Extract each line of the listing below that contains the word "green".

Dataset entries:
┏━━

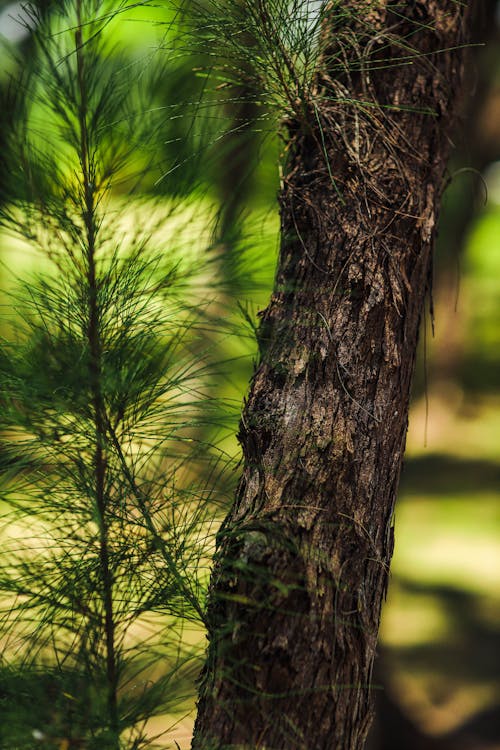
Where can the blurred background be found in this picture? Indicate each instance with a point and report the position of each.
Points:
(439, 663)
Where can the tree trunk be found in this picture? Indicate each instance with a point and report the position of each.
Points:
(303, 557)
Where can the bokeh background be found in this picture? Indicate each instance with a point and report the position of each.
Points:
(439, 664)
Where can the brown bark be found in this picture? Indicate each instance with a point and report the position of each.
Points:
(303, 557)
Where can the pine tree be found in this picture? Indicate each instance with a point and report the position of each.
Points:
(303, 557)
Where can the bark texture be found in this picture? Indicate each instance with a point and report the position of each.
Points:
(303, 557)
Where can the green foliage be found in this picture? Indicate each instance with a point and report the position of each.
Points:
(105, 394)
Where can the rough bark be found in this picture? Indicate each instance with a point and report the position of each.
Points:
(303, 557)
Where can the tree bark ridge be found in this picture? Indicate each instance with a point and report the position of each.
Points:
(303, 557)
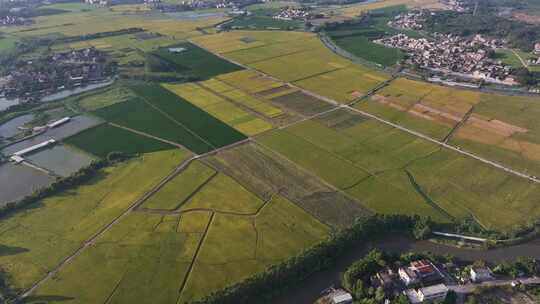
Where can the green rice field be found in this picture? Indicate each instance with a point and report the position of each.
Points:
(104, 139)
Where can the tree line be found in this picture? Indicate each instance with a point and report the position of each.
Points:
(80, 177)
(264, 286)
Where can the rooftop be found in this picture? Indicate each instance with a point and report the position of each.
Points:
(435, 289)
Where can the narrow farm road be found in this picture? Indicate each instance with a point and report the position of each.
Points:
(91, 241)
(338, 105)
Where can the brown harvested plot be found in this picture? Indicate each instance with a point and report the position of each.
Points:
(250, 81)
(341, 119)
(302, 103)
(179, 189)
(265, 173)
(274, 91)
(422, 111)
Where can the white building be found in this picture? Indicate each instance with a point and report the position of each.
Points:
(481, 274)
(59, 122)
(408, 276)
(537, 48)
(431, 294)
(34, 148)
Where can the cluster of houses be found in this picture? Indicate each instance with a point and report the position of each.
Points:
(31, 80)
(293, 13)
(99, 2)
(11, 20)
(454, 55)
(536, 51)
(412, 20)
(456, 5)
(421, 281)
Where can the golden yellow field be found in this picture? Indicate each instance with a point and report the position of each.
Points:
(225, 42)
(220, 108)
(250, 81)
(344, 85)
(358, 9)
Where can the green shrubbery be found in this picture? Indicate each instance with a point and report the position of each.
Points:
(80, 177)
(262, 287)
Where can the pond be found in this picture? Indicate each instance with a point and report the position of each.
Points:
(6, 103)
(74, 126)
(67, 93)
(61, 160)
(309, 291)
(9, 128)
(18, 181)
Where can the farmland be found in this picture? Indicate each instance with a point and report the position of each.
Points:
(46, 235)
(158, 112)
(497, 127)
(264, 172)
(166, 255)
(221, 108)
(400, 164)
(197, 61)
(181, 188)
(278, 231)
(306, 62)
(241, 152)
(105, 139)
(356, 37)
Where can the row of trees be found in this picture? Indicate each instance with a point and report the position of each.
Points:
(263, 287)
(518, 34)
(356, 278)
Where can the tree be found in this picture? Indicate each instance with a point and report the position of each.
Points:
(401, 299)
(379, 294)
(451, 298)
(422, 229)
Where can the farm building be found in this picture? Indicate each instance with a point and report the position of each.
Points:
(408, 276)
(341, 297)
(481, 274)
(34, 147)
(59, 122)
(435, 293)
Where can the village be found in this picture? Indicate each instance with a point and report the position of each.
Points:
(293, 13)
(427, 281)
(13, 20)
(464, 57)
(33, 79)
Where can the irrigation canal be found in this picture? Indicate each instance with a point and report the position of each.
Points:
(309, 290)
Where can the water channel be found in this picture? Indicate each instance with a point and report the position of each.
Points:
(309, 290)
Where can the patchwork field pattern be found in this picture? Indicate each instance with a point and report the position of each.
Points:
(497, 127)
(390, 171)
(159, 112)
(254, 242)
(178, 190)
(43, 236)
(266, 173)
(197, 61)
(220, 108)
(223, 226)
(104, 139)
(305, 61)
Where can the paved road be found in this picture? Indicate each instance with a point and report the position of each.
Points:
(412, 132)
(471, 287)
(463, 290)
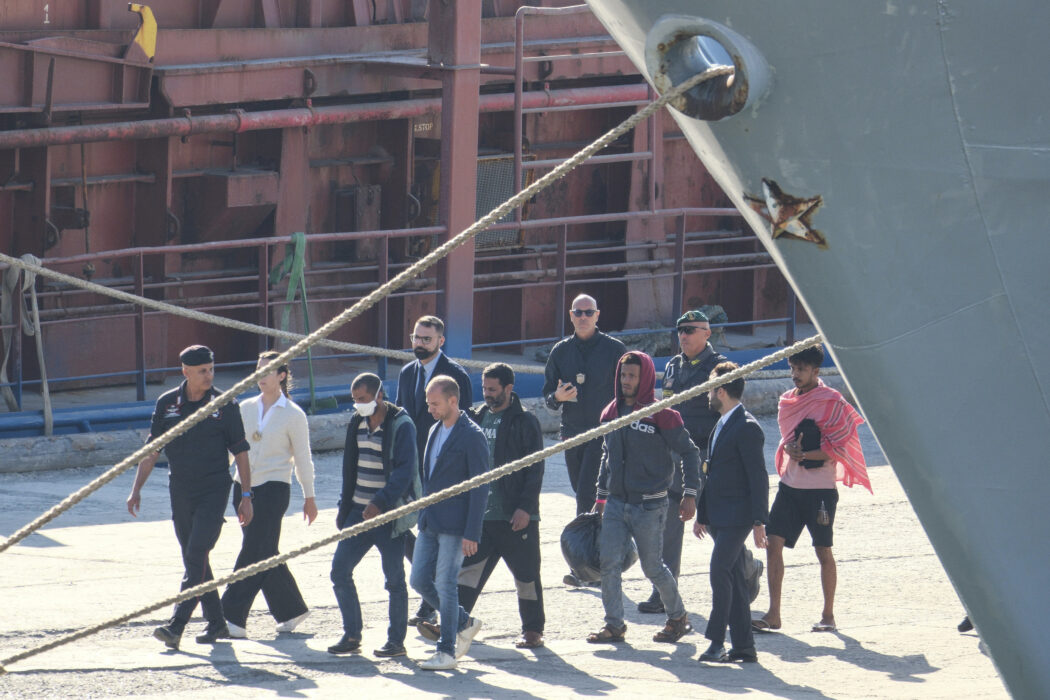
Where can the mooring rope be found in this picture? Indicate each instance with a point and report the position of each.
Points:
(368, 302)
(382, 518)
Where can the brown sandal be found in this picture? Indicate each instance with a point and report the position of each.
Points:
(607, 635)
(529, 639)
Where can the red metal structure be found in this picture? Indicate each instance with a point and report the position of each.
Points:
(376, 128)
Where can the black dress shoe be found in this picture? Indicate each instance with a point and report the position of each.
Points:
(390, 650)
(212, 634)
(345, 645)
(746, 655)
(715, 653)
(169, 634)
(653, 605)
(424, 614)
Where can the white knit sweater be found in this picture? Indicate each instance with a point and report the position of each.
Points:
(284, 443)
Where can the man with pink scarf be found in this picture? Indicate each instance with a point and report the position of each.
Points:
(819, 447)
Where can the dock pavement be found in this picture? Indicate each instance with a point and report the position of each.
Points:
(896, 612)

┗━━
┏━━

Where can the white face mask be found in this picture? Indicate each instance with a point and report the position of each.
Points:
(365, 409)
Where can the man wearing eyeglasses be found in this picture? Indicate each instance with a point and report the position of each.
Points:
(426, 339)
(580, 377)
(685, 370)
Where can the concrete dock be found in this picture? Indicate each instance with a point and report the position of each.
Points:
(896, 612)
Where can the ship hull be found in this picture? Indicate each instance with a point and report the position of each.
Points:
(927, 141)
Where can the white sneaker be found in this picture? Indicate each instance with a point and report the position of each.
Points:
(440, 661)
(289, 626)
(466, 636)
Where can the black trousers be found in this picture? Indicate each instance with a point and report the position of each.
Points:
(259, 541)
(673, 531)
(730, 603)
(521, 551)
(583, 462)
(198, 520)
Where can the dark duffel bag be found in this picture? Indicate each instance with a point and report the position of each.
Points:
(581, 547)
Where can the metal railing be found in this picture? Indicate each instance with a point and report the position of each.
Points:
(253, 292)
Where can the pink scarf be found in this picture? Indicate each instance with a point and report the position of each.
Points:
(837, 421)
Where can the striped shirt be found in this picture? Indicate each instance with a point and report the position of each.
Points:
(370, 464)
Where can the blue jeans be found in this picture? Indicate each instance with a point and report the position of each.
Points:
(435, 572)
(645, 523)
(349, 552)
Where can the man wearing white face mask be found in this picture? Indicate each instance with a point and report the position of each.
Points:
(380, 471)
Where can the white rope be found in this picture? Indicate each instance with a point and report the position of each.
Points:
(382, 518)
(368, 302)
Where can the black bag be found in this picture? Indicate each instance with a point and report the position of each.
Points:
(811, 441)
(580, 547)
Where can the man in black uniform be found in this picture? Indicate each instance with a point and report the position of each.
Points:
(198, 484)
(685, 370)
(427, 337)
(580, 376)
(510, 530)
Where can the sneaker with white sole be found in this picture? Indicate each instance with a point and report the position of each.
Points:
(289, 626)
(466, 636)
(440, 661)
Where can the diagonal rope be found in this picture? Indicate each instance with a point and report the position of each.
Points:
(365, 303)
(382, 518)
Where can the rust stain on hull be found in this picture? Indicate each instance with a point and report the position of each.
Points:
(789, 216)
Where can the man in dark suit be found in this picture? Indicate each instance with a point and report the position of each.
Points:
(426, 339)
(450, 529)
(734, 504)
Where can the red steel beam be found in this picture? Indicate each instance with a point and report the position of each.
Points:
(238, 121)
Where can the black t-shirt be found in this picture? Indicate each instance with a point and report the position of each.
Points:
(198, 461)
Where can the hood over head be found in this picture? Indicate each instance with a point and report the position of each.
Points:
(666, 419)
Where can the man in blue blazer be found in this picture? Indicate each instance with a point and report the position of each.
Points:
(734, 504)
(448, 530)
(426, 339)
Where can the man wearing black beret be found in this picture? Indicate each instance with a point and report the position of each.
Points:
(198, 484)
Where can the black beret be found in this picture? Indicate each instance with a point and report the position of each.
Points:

┗━━

## Reply to the exercise
Where can the green foliage be found in this picture? Indicate each instance with a point and report the position of each.
Where can the green rice field be found in this picture? Indicate each instance with a point and report the position of each.
Where can the green shrubbery be found in this picture? Indicate each instance with a point and report the position of each.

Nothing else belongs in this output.